# Black or White??



## MCKP (Aug 17, 2009)

Going to be setting up a new tank soon - I have the play sand in my current tank but would like something different in my new tank.... I like black sand and white sand.....
Soo.......

What are the Pros and Cons of both??

And what types/brands would you recommend?


----------



## Cento (Mar 30, 2005)

IMO, what you chose is 3/4 personal preference. The rest is arguably driven by what fish you want and what kind of setup you have (filters, rock-work, plants, etc).

I've seen both setup quite beautifully. I myself prefer black sand (I have Caribsea: Black Tahitian Moon). They say that with brightly coloured fish, the black contrasts the fish, helping their colour to "pop". Also, I've read that black can have a "calming" effect on the fish, though I've never read any scientific data on that. Makes sense though, in theory.

If you go black, everyone who's a fan of black sand will tell you to get 3M Colorquartz. Its heavier then most sand so it won't get sucked up into the filters and grind down the filter's moving parts. Its also round so its very safe with soft belly fish and sand sifters. I wanted 3M, but it was gonna be too much of a hassle to get my hands on them. I like my BTM sand, but it was more of a pain to clean then expected.


----------



## cjacob316 (Dec 4, 2008)

i put black in my brichardi tank, it was kind of a pain to clean, i would advise puting a prefilter on your intakes to help, some say more so that white washes out the color rather than black helping it, but i really think it depends on the fish, since my brichardi are so light colored i felt the black would help, if you want blue fish i would go for white


----------



## larry.beck (Jul 31, 2009)

I just put white into the new 55gal I set up about 6 weeks ago and love it, but I also bought black and will be putting it into my old 55gal this weekend. I went with 3M colorquart and find it to be very easy to clean before putting into the tank and my wife seems to have no problems with the bi-weekly vacuuming either.


----------



## LKO316 (Aug 31, 2009)

3m sand is hard to find this day. I just called around here in LA CA . None are carry them or don't sale to public . :x


----------



## Ed_209 (Dec 22, 2004)

Cento: My 3M colorquartz is sharp. I have the T-grade. I think it's the S grade that's rounded. I wish I got that instead.
I also had a very difficult time cleaning it.50 pounds took hours. I'd go with the Tahitian moon sand in the chance it would be easier to clean.
It does look good once it's in there. My signature has a link to a tank with the 3M t grade.


----------



## cjacob316 (Dec 4, 2008)

yeah i just can't find 3m here and i heard it's been discontinued


----------



## cjacob316 (Dec 4, 2008)

DIRECTION A:
Gather every line of the records that contains the word "utility", treating uppercase and lowercase as different.
The aquarium sand thread and the records have no connection to each other.

TASK INPUT:
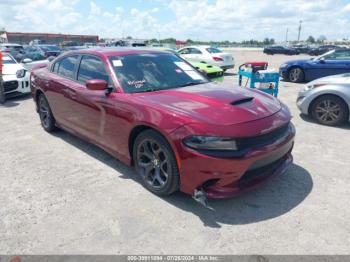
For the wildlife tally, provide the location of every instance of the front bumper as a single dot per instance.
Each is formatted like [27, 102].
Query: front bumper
[303, 101]
[16, 86]
[227, 177]
[225, 67]
[283, 72]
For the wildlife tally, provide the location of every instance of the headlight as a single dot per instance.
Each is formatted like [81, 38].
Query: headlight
[312, 86]
[210, 143]
[21, 73]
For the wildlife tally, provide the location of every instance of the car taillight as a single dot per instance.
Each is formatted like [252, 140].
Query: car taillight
[217, 58]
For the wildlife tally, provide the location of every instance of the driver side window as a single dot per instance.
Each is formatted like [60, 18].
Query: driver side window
[92, 68]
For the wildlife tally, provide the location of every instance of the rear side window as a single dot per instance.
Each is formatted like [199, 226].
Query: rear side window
[55, 67]
[66, 66]
[195, 51]
[213, 50]
[92, 68]
[8, 60]
[340, 55]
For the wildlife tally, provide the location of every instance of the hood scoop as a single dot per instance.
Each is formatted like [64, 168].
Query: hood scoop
[242, 101]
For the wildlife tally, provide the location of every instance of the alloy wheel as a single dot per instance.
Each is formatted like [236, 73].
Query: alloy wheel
[295, 74]
[153, 163]
[328, 111]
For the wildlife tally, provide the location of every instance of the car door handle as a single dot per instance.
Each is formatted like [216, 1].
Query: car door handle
[70, 93]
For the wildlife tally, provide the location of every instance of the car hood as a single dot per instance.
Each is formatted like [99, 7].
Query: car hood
[298, 62]
[334, 79]
[213, 103]
[11, 69]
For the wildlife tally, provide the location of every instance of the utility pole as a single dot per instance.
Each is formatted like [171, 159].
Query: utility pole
[2, 91]
[299, 30]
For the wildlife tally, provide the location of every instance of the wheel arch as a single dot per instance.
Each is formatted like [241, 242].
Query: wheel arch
[138, 129]
[297, 66]
[328, 94]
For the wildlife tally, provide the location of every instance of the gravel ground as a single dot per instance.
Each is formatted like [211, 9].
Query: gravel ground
[61, 195]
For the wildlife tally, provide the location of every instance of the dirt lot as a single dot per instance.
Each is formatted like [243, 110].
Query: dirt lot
[61, 195]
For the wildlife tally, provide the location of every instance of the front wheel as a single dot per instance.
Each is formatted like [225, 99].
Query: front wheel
[329, 110]
[46, 117]
[296, 75]
[156, 164]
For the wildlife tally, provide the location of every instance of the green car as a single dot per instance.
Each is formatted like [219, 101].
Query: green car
[214, 73]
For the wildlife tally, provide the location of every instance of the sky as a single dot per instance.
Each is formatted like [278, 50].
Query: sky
[216, 20]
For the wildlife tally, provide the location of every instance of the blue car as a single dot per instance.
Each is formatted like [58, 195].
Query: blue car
[332, 63]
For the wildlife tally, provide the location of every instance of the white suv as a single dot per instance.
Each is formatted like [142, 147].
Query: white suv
[209, 55]
[15, 77]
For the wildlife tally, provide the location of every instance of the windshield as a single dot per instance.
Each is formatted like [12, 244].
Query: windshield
[50, 48]
[213, 50]
[8, 60]
[152, 72]
[323, 55]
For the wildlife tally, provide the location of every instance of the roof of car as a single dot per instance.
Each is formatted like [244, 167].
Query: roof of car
[9, 44]
[115, 51]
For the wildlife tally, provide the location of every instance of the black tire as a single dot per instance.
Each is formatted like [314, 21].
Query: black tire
[47, 119]
[155, 162]
[296, 75]
[329, 110]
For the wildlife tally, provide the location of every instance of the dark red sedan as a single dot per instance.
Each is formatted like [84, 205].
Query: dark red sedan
[153, 110]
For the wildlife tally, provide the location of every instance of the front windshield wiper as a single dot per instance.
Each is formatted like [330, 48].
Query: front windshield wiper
[147, 90]
[190, 84]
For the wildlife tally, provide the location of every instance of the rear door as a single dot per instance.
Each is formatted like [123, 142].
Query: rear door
[60, 81]
[335, 63]
[90, 114]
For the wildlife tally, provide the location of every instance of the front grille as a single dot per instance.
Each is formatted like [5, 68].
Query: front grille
[256, 141]
[10, 86]
[260, 172]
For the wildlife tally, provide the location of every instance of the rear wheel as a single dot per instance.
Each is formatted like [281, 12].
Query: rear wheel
[296, 75]
[46, 117]
[329, 110]
[156, 164]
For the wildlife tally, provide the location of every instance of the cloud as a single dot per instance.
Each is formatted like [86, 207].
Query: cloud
[233, 20]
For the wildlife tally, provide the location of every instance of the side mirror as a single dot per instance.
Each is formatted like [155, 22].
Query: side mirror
[27, 60]
[96, 84]
[50, 58]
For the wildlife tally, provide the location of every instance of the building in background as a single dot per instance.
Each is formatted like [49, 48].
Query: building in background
[26, 38]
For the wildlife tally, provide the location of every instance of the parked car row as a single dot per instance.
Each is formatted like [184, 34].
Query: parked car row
[15, 77]
[300, 49]
[305, 70]
[32, 52]
[153, 110]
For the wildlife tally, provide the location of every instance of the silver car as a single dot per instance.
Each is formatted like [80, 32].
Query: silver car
[326, 99]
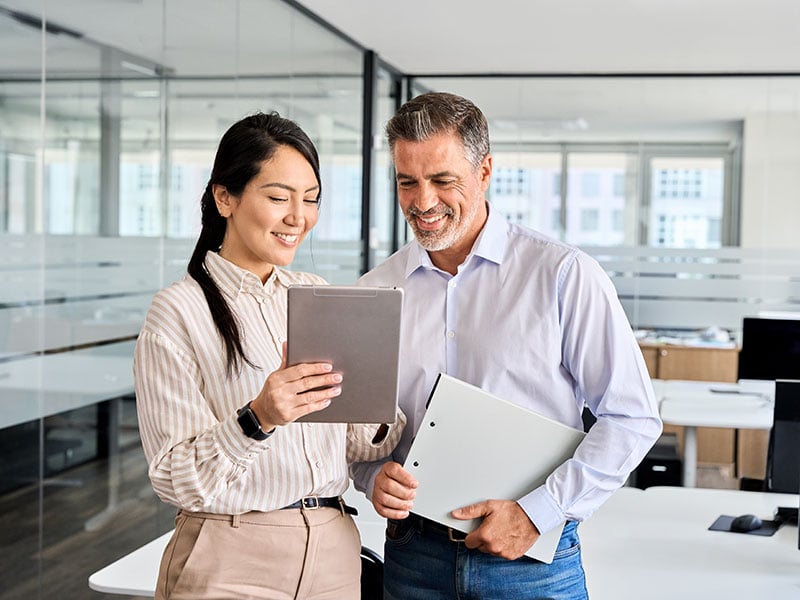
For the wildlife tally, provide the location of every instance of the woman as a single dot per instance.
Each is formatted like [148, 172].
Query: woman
[259, 495]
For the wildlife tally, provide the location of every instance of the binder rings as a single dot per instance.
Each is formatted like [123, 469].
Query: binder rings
[473, 446]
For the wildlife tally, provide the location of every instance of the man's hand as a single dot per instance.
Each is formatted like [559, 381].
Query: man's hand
[394, 491]
[506, 530]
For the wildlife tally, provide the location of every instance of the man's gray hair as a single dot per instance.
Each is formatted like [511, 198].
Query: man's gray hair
[439, 112]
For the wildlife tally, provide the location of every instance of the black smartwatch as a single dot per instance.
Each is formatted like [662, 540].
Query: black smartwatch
[249, 423]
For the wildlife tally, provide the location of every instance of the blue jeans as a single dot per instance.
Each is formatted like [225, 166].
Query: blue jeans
[421, 563]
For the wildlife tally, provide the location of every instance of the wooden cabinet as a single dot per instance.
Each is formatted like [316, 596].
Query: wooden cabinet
[714, 445]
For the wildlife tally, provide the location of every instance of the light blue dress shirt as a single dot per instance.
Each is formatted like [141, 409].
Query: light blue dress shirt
[536, 322]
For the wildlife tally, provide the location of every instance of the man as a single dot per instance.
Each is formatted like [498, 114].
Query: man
[523, 316]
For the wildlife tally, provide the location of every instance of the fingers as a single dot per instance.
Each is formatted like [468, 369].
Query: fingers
[473, 511]
[292, 392]
[505, 531]
[394, 491]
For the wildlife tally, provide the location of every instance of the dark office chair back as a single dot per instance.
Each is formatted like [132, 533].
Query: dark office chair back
[371, 575]
[783, 465]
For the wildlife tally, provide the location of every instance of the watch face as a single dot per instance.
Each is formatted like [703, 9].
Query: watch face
[250, 425]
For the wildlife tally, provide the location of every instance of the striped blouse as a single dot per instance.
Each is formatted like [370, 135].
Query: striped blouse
[199, 459]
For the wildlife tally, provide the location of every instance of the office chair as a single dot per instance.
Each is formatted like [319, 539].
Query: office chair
[371, 575]
[783, 468]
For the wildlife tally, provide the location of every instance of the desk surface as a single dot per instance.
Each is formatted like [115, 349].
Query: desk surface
[651, 543]
[655, 544]
[694, 404]
[38, 386]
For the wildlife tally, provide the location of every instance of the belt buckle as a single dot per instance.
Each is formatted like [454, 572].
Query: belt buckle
[452, 533]
[309, 502]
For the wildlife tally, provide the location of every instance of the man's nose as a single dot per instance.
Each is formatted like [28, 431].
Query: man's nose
[427, 198]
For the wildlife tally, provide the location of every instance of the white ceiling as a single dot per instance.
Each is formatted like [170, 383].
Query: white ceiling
[573, 36]
[425, 37]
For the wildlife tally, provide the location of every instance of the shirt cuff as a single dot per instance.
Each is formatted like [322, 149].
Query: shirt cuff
[241, 449]
[542, 510]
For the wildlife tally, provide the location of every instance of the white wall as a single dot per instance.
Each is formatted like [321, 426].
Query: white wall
[770, 215]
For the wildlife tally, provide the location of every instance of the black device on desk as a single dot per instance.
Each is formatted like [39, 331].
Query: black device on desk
[770, 349]
[783, 466]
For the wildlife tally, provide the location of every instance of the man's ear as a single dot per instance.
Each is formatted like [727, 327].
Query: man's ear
[486, 172]
[222, 199]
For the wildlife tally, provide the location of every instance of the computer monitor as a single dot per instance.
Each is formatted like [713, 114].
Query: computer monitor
[770, 349]
[783, 466]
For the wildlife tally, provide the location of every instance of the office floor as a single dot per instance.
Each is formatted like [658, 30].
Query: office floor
[53, 518]
[48, 551]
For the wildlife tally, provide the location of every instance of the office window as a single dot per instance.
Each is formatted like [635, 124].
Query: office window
[522, 189]
[687, 201]
[593, 197]
[590, 184]
[590, 219]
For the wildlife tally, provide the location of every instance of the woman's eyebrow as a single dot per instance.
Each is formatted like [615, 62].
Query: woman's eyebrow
[288, 187]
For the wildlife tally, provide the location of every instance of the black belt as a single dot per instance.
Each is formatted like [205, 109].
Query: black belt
[314, 502]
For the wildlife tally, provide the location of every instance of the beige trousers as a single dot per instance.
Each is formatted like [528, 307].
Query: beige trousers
[279, 555]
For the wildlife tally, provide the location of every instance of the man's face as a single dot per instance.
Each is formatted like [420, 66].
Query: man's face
[440, 192]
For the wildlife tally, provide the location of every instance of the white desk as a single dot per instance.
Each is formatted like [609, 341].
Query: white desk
[38, 386]
[136, 574]
[692, 404]
[652, 544]
[655, 544]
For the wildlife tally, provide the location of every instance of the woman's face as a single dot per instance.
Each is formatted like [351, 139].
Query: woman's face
[267, 222]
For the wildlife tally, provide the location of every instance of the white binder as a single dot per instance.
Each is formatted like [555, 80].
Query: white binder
[473, 446]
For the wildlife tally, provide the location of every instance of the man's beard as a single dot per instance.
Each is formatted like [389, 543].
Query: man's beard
[444, 238]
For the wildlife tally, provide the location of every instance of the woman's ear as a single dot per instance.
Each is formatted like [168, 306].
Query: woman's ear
[222, 199]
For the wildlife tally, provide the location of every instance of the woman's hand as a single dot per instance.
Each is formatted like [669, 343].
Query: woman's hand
[287, 396]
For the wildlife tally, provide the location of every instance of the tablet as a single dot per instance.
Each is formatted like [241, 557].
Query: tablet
[357, 330]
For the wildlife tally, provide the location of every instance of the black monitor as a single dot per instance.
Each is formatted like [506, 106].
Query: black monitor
[783, 467]
[770, 349]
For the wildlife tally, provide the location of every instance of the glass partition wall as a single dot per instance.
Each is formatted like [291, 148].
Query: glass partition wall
[684, 188]
[110, 114]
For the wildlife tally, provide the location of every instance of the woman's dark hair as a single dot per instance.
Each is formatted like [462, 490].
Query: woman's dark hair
[241, 152]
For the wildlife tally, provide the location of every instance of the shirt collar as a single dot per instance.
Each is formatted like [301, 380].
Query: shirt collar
[233, 280]
[490, 245]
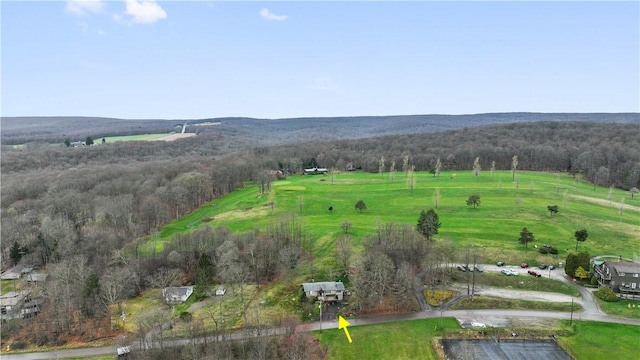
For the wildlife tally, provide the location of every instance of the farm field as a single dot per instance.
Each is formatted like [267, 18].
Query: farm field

DIRECTION B:
In the aquarium sand thread, which black sand does Cento say they have?

WRITTEN ANSWER A:
For the wildlife tally, provide the location of every instance of the utility pole as a single dot per instance.
Query: utility pole

WRITTEN ANSWER B:
Caribsea Black Tahitian Moon.